## PEDIDO
Indique todos os títulos que o texto de leitura apresenta como feitos na segunda metade da década de 1970 com chancela da United Artists.

## TEXTO DE LEITURA
┌──

No plano profissional, o seu trabalho há muito deixou de ser uma prioridade dos grandes estúdios de Hollywood: títulos como Annie Hall, Intimidade, Manhattan e Stardust Memories/Recordações, todos feitos na segunda metade da década de 1970 com chancela da United Artists, correspondem a uma “idade de ouro” de produção que os tempos decompuseram — em boa verdade, a United Artists já nem sequer existe. Agora, Coup de Chance, porventura o ponto final da sua filmografia, além de falado em francês, é também o seu primeiro título com produção cem por cento europeia. Entretanto, os conflitos familiares com Mia Farrow deixaram marcas na percepção de Woody Allen por muitas pessoas, quer nos EUA, quer na Europa: foi acusado de abuso de uma das filhas do casal, depois ilibado pelos tribunais e condenado por algumas investigações jornalísticas (incluindo a mini-série Allen v. Farrow, disponível na HBO Max).

└──

[Entradas do conjunto de dados de apontamento]
┌──

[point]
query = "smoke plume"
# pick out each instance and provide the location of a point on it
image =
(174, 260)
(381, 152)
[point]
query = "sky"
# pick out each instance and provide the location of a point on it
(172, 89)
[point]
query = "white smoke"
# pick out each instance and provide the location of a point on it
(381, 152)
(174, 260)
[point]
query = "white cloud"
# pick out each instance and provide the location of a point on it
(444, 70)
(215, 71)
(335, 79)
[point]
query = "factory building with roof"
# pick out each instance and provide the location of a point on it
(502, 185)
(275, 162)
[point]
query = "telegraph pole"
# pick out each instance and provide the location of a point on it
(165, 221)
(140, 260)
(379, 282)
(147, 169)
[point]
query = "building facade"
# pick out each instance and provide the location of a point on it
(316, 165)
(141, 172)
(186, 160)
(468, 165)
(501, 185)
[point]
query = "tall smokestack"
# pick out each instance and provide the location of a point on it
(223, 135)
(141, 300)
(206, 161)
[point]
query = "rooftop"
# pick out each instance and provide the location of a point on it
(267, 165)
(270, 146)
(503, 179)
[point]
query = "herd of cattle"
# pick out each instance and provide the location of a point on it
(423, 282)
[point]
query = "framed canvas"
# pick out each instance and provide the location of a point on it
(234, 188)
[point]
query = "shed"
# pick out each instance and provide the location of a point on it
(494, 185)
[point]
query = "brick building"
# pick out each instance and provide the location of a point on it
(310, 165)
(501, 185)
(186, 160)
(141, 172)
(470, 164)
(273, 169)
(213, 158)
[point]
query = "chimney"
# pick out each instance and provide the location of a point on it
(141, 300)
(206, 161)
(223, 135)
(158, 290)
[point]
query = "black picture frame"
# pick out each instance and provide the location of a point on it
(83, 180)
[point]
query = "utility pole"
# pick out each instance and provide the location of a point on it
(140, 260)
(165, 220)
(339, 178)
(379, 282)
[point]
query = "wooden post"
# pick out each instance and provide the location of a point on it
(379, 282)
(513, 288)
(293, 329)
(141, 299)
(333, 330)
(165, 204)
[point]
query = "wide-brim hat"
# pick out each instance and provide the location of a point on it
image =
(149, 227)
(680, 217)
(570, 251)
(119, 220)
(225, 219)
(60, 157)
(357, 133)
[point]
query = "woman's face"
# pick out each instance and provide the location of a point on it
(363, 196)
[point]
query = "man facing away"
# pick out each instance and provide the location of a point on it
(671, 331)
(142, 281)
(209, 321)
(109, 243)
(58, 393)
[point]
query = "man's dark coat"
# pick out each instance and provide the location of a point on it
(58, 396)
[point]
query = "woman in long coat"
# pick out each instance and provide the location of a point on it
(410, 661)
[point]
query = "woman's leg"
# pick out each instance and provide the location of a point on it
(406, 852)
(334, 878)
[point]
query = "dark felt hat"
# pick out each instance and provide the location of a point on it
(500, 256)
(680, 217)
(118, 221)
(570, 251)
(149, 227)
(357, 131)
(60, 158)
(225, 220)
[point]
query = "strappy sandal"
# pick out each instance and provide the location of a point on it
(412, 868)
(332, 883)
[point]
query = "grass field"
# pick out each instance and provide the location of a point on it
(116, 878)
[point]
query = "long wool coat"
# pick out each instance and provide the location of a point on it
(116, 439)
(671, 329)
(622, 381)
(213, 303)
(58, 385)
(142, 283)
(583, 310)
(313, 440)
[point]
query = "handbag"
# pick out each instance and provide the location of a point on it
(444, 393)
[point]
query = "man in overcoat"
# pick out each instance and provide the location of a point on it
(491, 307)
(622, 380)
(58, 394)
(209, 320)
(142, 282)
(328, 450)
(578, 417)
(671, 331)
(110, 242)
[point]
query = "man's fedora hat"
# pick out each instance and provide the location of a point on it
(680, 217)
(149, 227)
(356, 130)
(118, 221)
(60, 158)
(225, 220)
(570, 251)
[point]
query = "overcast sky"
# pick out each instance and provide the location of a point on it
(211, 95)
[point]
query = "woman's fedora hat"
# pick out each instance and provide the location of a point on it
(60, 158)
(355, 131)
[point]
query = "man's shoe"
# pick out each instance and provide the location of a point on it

└──

## EXERCÍCIO RESOLVIDO
- Annie Hall
- Intimidade
- Manhattan
- Stardust Memories/Recordações